== WRITTEN TASK ==
Pull out every line in the material below that contains the word "flower", matching case exactly.

————————

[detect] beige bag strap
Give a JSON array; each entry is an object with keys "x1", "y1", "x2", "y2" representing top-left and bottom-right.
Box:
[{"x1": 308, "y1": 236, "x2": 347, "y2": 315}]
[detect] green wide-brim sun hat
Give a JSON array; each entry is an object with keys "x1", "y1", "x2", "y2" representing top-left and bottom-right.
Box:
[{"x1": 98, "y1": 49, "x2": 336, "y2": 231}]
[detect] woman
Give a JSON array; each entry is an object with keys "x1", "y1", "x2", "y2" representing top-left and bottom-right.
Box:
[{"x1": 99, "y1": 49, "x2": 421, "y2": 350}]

————————

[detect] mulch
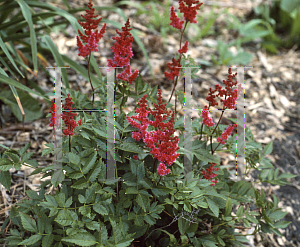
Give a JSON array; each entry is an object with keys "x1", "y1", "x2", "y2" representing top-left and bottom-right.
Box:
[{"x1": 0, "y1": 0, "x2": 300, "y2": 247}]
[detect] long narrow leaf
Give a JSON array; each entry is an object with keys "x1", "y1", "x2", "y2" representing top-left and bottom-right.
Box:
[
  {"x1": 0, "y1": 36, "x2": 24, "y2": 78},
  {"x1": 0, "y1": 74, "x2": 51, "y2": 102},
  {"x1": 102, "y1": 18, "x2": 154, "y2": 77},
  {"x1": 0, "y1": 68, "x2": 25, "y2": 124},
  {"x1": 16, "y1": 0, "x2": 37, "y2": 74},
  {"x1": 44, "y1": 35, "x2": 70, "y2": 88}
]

————————

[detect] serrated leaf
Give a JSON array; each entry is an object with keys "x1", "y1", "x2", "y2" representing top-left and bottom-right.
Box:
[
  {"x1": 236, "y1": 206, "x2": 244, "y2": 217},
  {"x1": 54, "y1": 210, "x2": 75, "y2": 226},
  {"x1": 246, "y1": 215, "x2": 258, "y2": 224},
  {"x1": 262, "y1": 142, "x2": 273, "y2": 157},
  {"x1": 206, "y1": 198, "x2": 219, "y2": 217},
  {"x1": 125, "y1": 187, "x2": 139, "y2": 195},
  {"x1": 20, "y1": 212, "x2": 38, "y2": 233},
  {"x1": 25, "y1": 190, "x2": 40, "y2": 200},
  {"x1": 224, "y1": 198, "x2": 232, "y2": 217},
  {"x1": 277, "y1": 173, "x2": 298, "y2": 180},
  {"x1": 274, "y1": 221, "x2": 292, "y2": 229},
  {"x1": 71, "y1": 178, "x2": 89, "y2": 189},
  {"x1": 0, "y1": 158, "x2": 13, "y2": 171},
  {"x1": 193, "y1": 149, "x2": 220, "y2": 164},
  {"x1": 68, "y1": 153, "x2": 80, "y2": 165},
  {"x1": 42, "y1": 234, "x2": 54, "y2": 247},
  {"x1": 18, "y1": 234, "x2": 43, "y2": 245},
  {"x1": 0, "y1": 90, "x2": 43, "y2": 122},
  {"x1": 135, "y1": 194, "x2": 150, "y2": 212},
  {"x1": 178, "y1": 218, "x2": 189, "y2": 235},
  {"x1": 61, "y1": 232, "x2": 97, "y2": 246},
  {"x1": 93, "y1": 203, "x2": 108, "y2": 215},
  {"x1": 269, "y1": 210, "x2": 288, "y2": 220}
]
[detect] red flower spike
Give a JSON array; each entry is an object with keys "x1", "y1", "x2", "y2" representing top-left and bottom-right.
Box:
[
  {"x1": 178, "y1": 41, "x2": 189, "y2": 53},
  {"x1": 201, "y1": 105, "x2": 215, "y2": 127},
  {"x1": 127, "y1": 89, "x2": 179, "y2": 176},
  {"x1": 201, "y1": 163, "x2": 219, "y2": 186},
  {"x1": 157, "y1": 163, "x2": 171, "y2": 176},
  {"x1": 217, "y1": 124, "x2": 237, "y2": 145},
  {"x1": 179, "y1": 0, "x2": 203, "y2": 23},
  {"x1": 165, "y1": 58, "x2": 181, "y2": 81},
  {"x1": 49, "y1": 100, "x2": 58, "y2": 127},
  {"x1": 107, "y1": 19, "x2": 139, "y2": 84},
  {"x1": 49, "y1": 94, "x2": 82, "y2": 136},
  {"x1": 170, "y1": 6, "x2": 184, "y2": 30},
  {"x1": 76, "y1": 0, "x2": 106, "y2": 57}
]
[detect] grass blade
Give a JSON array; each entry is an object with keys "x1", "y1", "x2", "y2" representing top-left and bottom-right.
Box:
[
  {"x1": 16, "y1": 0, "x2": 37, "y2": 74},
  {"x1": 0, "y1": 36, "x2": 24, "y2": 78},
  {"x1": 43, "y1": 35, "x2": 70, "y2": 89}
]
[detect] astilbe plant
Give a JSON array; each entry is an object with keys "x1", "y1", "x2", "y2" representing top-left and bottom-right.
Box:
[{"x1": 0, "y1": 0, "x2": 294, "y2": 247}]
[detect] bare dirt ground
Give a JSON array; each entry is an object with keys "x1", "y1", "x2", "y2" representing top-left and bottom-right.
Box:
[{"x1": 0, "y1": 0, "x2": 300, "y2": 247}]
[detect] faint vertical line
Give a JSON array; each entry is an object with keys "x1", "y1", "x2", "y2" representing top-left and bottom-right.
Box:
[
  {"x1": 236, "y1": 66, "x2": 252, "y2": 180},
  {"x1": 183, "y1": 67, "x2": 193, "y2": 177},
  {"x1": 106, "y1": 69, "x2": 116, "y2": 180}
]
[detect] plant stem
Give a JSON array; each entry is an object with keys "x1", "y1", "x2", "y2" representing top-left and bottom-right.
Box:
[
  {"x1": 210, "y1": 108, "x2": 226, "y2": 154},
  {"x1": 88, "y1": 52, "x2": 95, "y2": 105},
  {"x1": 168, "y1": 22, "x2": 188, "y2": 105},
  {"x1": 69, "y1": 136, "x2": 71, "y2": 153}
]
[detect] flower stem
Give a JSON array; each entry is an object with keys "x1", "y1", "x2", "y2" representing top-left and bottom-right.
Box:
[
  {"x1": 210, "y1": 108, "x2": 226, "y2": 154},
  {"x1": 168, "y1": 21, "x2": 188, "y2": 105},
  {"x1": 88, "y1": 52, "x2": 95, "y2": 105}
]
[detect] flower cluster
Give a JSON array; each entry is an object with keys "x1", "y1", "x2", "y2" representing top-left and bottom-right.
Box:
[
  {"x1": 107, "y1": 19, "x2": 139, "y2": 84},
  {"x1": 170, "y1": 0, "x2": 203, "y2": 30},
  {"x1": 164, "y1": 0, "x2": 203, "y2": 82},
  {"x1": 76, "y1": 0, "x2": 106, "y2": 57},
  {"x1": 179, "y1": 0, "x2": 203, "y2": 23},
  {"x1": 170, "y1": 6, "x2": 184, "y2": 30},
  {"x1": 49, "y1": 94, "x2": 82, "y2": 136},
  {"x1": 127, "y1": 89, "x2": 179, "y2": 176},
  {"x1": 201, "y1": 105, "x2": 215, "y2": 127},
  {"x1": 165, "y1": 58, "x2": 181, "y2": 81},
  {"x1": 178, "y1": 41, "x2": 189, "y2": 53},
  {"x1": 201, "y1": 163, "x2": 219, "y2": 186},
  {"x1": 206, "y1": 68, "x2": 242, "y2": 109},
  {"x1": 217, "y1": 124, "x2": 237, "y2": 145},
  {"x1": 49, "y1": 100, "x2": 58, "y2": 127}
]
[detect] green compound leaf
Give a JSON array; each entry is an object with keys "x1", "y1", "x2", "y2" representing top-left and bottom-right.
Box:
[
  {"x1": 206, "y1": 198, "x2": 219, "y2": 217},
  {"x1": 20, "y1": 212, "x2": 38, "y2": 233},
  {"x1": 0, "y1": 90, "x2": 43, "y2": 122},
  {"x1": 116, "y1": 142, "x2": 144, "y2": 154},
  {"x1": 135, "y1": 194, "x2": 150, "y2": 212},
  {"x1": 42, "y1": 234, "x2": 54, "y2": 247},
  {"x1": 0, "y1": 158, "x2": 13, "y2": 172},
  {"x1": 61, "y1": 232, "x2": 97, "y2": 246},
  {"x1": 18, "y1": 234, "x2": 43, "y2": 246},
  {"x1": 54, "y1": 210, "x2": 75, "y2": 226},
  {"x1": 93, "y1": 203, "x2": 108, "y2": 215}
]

————————

== EXPECTED ANSWER ==
[detect] red flower spike
[detect] flower stem
[detect] flower cluster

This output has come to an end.